→ YOUR GOAL
Reproduce the items word for word, from their beginning through the line containing "<point>74,134</point>", inclusive. Omit the pictures from your copy.

→ Excerpts from point annotation data
::::::::

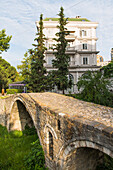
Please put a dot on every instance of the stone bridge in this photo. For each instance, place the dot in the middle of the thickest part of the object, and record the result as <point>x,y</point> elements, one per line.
<point>74,134</point>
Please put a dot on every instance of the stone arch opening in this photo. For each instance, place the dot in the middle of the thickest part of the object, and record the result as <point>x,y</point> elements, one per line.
<point>50,145</point>
<point>81,155</point>
<point>19,117</point>
<point>83,159</point>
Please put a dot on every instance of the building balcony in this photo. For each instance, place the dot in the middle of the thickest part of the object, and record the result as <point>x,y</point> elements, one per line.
<point>70,37</point>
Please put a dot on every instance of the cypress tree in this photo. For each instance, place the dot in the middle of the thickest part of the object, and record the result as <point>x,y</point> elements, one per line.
<point>61,61</point>
<point>37,78</point>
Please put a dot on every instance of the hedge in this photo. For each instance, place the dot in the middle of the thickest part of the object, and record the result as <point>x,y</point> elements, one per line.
<point>13,91</point>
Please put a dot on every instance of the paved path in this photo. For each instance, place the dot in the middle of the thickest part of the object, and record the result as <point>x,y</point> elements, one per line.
<point>74,108</point>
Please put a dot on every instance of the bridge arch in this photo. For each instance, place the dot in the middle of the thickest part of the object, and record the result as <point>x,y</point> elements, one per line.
<point>81,155</point>
<point>20,115</point>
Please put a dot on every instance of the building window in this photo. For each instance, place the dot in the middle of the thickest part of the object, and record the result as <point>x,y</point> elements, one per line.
<point>50,145</point>
<point>85,46</point>
<point>83,33</point>
<point>85,60</point>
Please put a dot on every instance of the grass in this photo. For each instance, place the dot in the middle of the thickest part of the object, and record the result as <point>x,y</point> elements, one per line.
<point>14,146</point>
<point>69,19</point>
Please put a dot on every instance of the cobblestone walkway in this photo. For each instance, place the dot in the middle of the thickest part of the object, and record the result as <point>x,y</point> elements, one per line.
<point>74,108</point>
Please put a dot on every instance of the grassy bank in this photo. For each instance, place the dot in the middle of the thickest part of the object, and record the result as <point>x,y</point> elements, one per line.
<point>18,150</point>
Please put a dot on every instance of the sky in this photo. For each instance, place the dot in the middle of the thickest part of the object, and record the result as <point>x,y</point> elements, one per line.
<point>18,18</point>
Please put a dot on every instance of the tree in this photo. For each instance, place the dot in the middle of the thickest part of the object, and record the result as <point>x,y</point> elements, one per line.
<point>25,67</point>
<point>61,62</point>
<point>108,70</point>
<point>37,77</point>
<point>4,41</point>
<point>3,78</point>
<point>8,73</point>
<point>94,88</point>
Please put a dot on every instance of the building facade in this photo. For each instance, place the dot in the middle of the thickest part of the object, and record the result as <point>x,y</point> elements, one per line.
<point>112,54</point>
<point>81,45</point>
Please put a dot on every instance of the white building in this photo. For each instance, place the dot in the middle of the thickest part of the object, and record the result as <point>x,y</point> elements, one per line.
<point>81,45</point>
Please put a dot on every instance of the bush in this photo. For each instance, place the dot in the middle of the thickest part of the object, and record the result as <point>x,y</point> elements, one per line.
<point>35,159</point>
<point>13,91</point>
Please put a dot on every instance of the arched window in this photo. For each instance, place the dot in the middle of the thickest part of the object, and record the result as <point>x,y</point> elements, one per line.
<point>50,145</point>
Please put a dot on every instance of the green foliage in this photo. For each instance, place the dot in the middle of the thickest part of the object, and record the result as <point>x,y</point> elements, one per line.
<point>3,131</point>
<point>61,62</point>
<point>29,131</point>
<point>18,150</point>
<point>35,159</point>
<point>8,74</point>
<point>94,88</point>
<point>4,41</point>
<point>69,19</point>
<point>38,81</point>
<point>108,70</point>
<point>15,134</point>
<point>107,164</point>
<point>25,67</point>
<point>13,91</point>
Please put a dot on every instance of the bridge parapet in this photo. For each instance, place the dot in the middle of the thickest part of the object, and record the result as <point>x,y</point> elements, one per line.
<point>67,127</point>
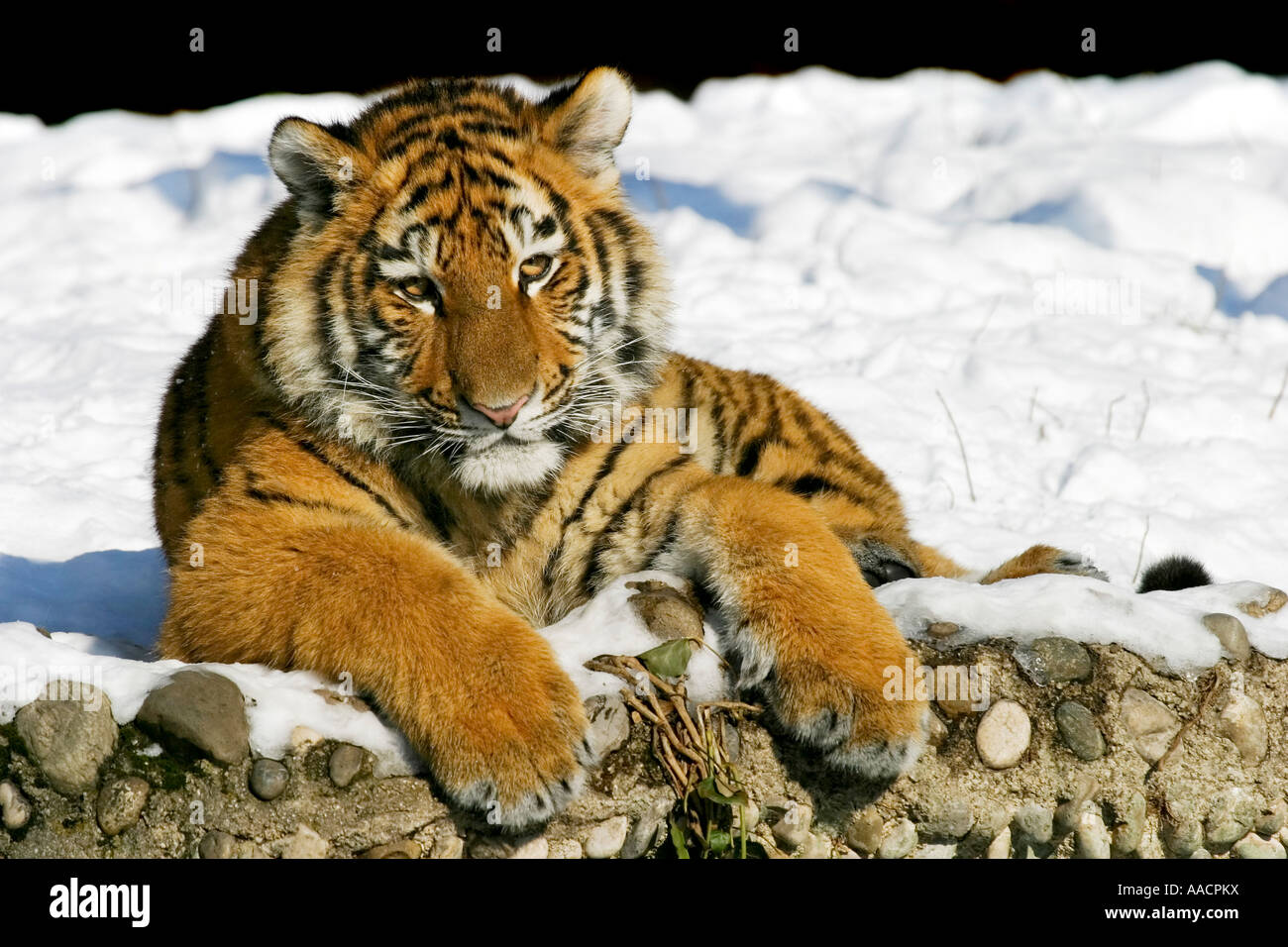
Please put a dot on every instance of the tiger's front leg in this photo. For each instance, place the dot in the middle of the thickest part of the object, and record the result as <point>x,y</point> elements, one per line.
<point>312,585</point>
<point>804,626</point>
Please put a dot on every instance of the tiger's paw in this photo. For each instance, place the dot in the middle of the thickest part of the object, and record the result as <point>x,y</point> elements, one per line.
<point>1044,561</point>
<point>519,759</point>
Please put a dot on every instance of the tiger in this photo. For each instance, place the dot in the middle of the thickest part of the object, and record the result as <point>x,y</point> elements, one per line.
<point>394,466</point>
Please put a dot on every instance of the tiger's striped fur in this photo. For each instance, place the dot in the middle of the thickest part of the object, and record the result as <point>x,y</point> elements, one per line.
<point>390,472</point>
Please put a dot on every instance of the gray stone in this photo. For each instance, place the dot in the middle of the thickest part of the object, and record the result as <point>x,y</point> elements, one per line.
<point>1181,835</point>
<point>403,848</point>
<point>647,831</point>
<point>1080,732</point>
<point>793,828</point>
<point>346,763</point>
<point>1149,723</point>
<point>1129,828</point>
<point>863,834</point>
<point>1273,817</point>
<point>68,740</point>
<point>901,838</point>
<point>1091,836</point>
<point>1232,815</point>
<point>535,848</point>
<point>948,818</point>
<point>606,839</point>
<point>304,843</point>
<point>1243,723</point>
<point>940,630</point>
<point>609,723</point>
<point>120,804</point>
<point>1033,823</point>
<point>1055,661</point>
<point>268,779</point>
<point>201,710</point>
<point>14,806</point>
<point>1254,847</point>
<point>449,847</point>
<point>1004,735</point>
<point>1001,845</point>
<point>1232,634</point>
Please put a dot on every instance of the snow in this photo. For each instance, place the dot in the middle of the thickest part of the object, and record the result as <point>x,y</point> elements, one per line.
<point>1093,274</point>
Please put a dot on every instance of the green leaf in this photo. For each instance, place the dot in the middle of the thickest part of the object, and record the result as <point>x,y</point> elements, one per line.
<point>708,791</point>
<point>682,851</point>
<point>669,660</point>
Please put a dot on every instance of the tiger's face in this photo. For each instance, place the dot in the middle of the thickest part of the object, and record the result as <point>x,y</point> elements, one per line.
<point>465,281</point>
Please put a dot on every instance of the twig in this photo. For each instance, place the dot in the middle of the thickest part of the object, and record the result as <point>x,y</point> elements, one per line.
<point>1109,418</point>
<point>1140,556</point>
<point>960,444</point>
<point>1144,386</point>
<point>1282,386</point>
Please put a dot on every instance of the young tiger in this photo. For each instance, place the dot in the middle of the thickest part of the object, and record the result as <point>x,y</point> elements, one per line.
<point>393,466</point>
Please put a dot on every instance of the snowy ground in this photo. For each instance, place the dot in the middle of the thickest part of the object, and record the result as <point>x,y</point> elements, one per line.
<point>1091,273</point>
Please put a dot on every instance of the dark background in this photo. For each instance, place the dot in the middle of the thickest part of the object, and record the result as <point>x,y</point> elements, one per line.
<point>75,62</point>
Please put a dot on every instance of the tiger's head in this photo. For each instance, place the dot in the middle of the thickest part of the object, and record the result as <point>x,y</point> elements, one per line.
<point>464,279</point>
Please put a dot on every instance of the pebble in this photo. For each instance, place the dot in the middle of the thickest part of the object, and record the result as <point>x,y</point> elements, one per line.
<point>863,834</point>
<point>1243,723</point>
<point>120,804</point>
<point>1232,634</point>
<point>1183,836</point>
<point>901,838</point>
<point>404,848</point>
<point>1001,845</point>
<point>1078,728</point>
<point>1091,836</point>
<point>568,849</point>
<point>202,710</point>
<point>449,847</point>
<point>609,723</point>
<point>938,731</point>
<point>941,629</point>
<point>344,764</point>
<point>666,611</point>
<point>1055,661</point>
<point>1004,735</point>
<point>814,847</point>
<point>1149,723</point>
<point>1033,823</point>
<point>644,834</point>
<point>533,848</point>
<point>268,779</point>
<point>945,819</point>
<point>1067,814</point>
<point>1129,830</point>
<point>16,808</point>
<point>1252,845</point>
<point>68,740</point>
<point>1273,817</point>
<point>303,737</point>
<point>793,828</point>
<point>304,844</point>
<point>1229,818</point>
<point>215,844</point>
<point>606,839</point>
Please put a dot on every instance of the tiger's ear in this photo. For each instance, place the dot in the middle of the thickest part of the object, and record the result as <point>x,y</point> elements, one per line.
<point>316,163</point>
<point>588,119</point>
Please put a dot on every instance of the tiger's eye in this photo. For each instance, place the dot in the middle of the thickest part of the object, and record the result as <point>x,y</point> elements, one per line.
<point>415,286</point>
<point>535,266</point>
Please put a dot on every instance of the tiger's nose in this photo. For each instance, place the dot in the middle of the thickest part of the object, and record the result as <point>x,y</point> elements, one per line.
<point>501,416</point>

::::::::

→ SOLUTION
Please put a dot on every instance of the stone bridge in this photo. For each instance, place the dot in the middle of the thickest part of the object, and record the result as <point>x,y</point> elements, one per line.
<point>74,134</point>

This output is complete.